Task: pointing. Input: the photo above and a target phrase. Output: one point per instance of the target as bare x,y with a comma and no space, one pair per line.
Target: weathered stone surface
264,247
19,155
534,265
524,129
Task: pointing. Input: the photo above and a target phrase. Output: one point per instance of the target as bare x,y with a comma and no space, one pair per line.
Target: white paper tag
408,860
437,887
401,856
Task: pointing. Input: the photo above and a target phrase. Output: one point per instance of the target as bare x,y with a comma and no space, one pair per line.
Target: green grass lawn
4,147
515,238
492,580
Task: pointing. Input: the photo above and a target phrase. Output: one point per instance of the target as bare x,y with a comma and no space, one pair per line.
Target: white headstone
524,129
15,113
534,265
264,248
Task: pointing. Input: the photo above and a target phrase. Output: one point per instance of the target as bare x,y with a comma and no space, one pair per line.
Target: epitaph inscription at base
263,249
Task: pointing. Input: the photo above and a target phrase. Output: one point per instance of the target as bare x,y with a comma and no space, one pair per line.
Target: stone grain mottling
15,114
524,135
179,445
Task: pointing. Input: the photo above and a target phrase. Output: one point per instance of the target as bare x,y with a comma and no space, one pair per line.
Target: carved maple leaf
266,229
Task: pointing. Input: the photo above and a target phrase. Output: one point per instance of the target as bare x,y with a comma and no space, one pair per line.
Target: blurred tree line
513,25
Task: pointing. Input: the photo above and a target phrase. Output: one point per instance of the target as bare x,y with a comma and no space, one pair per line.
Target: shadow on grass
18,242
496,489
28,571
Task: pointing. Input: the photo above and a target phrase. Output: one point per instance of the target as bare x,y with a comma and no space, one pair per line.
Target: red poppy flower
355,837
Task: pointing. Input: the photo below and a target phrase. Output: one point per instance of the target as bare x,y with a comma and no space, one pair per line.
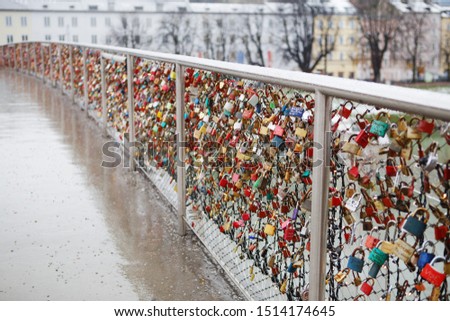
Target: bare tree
252,34
178,34
413,39
219,36
299,34
131,33
379,22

------

Objective:
Reproduce all of the data exactly; the pictures do not belong in the copy.

Full output:
Task: pointing. Input: the photo above and a target phrase. Output: one point per instance of the target as bare x,y with a comma and no space, one pair per line.
Target: weathered stone surface
264,247
19,155
534,265
524,129
Task: pointing. Input: the photo above and a target phrase. Output: one point per instance of the target as bare x,y with a comma and no space, one pair per line.
Target: white paper tag
408,860
437,887
401,856
Task: pointing. Input: the photo above and a target phrase. Output: one point per instance of the target as bare x,y with a comma and no space, one pair per line.
Target: green grass lawn
4,147
515,238
492,580
Task: pointing. Input: the photo above and a target phrase. Output: one point per instance of the target as bare x,y with a comma and no space, one pair per line.
Target: white headstone
524,129
15,113
534,265
264,248
Task: pointing. Input: the photo above and a target phrase. Output: one point per instance of the target as bare x,y with a comma and no space, one pair per line.
Target: epitaph inscription at base
263,249
Task: pointing. Input: the photo above and a target phrase. Output: one point per instance of the target as bare x,y with a comma and no space, one pair per line.
Target: stone grain mottling
15,114
524,135
179,445
Task: pointing. Input: the photo above and a target phrase. Output: one point per instance of the target as bare x,y with a comma and no space, one pair per line.
Target: carved maple leaf
266,229
Task: pointing. Input: the photo above and a target phrase. Output: one point per instance of the target as bare x,y with a comma and no space, one pair per line.
Target: blurred tree line
513,25
Task: pointing. Input: the photo above and a target phrase. Output: one point per instance of the target as bare x,y with a comma and no space, one pair per line.
Target: shadow on grass
18,242
496,489
28,571
Task: pointing. Input: the photo above and a target phrase. Output: one point per instance of the target as bare x,y with a comma and no space, one pair per line.
Target: red poppy flower
355,837
Task: pointing. Input: the photo below and a target phrase. Output: one point per instance of the target as bare x,y with a comma and no space, one pair per line.
Target: bare tree
252,34
178,34
413,39
219,36
299,34
131,33
379,22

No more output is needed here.